WORK REQUEST
Where does the string "building" occur in the records? Copy each line that holds it.

Records from a collection

===============

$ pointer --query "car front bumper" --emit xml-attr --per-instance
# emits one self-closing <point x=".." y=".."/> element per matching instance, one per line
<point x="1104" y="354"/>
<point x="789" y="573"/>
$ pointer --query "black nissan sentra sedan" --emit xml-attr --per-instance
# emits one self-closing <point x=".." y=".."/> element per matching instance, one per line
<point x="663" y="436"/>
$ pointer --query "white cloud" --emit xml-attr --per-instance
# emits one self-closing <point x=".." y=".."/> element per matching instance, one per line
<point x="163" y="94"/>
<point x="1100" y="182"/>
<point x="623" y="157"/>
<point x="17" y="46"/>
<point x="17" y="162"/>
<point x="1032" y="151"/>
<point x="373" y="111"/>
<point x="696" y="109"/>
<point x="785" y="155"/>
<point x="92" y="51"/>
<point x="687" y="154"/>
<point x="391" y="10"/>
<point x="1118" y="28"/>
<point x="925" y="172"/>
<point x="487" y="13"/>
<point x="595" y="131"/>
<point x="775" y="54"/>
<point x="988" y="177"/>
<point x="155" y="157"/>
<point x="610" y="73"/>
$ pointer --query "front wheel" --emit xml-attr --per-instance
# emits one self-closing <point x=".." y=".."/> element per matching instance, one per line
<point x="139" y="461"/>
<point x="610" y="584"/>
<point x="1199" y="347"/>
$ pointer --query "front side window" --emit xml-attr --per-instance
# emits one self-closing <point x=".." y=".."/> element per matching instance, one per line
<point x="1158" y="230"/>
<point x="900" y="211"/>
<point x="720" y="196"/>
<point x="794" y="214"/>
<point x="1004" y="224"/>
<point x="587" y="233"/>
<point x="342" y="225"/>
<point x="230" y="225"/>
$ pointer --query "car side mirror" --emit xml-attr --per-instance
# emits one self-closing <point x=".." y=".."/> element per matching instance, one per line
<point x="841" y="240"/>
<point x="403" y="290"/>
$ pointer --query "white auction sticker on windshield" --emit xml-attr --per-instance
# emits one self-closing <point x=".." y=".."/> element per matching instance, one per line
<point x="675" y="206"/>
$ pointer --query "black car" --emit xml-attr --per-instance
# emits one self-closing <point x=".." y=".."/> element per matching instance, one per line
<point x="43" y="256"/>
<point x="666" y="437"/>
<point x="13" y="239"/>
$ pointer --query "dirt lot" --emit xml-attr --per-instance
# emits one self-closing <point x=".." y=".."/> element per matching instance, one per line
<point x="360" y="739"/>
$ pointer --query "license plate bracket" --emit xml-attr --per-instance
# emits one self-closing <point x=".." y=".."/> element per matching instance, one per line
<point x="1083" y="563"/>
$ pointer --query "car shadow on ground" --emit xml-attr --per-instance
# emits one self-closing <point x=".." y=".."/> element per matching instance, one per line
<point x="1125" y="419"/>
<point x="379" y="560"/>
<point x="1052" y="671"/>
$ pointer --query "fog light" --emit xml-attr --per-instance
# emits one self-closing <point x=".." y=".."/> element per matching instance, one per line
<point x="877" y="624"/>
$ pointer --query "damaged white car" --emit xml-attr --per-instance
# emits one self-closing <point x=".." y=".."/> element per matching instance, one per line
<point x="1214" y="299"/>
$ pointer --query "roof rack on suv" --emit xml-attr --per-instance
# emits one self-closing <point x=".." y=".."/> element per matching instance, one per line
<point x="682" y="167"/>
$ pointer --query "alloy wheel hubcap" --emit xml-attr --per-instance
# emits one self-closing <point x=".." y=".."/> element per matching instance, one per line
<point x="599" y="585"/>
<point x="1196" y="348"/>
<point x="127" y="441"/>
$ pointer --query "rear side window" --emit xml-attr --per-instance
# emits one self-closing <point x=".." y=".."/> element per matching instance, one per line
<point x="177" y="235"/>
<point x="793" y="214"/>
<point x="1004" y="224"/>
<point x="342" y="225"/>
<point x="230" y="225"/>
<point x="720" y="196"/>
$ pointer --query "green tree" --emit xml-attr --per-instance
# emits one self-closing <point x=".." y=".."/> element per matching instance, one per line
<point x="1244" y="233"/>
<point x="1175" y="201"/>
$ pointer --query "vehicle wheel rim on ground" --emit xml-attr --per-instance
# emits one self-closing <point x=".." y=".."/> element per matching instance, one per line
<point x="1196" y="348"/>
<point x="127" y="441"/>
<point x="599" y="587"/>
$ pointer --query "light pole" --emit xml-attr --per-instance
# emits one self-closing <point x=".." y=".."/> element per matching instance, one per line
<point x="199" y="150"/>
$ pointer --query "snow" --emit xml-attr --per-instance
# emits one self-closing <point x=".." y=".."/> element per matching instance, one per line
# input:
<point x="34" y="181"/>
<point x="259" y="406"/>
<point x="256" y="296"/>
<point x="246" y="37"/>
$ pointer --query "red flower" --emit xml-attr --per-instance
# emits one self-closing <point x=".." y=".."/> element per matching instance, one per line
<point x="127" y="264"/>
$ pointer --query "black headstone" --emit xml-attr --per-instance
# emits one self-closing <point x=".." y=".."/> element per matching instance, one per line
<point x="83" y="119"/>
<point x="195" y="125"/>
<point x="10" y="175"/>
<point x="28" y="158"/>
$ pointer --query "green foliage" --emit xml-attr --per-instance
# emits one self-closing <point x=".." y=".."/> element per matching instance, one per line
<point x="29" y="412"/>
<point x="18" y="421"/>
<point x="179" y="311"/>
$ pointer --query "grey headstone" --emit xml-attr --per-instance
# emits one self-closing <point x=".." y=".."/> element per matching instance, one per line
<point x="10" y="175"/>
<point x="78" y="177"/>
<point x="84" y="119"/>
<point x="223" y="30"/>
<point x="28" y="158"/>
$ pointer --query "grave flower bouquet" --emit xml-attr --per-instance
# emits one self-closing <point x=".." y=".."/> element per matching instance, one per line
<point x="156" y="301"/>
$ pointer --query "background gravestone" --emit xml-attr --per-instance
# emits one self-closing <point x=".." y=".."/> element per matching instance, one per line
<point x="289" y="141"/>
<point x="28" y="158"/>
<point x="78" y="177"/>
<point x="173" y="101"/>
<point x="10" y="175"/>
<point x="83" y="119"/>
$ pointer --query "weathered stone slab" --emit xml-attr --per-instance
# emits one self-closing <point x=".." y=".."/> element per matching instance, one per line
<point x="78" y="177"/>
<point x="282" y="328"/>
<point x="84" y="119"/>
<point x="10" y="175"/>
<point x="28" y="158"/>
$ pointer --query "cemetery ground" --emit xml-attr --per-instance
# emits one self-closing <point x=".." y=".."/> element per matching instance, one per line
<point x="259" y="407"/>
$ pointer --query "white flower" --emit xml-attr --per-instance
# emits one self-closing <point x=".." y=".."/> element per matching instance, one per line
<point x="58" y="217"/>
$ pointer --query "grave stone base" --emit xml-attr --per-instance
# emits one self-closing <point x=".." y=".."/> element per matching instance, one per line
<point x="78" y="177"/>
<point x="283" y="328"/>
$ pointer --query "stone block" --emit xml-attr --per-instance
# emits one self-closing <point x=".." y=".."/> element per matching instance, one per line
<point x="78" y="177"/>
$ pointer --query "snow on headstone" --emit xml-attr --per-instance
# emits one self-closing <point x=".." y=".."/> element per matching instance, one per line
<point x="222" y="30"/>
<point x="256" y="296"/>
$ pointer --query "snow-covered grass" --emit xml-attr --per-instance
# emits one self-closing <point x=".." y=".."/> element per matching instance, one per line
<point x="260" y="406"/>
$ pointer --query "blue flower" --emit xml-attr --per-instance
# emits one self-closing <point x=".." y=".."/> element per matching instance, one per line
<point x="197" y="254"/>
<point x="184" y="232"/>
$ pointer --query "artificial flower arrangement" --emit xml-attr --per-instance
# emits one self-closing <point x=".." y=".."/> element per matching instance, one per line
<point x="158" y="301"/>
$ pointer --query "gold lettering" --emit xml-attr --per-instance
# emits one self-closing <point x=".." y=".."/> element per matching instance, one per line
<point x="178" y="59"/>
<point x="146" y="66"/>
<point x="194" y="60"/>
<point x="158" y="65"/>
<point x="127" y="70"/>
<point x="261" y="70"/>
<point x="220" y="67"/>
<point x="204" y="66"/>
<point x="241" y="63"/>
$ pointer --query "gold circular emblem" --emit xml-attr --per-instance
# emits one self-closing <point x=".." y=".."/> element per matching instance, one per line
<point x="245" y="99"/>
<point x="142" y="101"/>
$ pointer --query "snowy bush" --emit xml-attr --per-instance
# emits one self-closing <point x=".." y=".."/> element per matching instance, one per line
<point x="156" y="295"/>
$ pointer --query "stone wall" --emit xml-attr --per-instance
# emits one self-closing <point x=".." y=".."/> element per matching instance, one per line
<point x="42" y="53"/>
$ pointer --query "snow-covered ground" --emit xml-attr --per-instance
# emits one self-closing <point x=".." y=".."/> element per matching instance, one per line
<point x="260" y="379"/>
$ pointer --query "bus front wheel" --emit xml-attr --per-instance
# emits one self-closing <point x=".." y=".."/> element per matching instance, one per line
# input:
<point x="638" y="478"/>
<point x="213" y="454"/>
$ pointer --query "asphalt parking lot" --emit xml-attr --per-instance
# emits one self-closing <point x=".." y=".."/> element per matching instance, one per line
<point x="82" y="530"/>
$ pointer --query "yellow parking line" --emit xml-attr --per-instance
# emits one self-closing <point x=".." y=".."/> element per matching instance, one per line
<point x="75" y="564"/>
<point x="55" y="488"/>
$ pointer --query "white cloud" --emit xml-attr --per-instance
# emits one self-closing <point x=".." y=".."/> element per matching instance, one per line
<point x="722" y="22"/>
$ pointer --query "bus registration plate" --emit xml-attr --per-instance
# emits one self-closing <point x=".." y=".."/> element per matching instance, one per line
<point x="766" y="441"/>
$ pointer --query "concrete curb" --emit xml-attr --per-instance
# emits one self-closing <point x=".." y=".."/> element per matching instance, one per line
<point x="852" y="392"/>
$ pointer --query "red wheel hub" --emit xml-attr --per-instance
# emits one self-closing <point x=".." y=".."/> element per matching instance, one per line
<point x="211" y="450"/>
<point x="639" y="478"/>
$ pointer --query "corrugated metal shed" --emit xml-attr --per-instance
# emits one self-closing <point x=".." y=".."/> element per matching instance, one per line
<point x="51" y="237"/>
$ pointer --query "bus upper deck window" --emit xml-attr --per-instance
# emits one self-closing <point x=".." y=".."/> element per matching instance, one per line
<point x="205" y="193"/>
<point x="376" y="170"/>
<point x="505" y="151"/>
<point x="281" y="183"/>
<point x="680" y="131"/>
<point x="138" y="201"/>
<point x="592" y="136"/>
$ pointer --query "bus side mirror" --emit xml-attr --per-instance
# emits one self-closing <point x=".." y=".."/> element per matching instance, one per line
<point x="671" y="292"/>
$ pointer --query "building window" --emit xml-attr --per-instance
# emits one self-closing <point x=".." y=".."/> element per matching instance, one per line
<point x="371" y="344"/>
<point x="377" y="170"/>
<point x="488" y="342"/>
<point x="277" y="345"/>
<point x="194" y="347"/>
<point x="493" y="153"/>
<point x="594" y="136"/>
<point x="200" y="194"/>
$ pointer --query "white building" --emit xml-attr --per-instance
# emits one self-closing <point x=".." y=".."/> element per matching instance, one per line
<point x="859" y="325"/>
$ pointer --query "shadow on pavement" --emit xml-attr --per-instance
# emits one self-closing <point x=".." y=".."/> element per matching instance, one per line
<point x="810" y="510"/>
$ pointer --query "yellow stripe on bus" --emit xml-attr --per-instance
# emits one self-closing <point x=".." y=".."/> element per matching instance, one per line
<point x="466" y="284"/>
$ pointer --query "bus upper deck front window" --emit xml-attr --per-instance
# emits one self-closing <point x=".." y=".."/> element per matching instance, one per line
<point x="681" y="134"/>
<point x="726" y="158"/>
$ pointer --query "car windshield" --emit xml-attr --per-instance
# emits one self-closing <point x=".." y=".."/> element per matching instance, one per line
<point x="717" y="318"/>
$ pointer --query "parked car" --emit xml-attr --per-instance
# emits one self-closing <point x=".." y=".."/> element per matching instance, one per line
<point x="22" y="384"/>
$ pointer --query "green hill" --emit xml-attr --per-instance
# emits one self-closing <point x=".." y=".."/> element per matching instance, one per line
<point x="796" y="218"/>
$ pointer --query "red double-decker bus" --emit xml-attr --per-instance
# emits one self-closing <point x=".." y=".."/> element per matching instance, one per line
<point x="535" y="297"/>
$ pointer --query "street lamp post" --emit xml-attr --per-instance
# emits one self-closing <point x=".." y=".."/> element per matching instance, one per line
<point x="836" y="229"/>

===============

ANSWER SPACE
$ pointer --query "building window" --emit xml-attr --per-instance
$ pointer --query "white building" --emit xml-attr --per-instance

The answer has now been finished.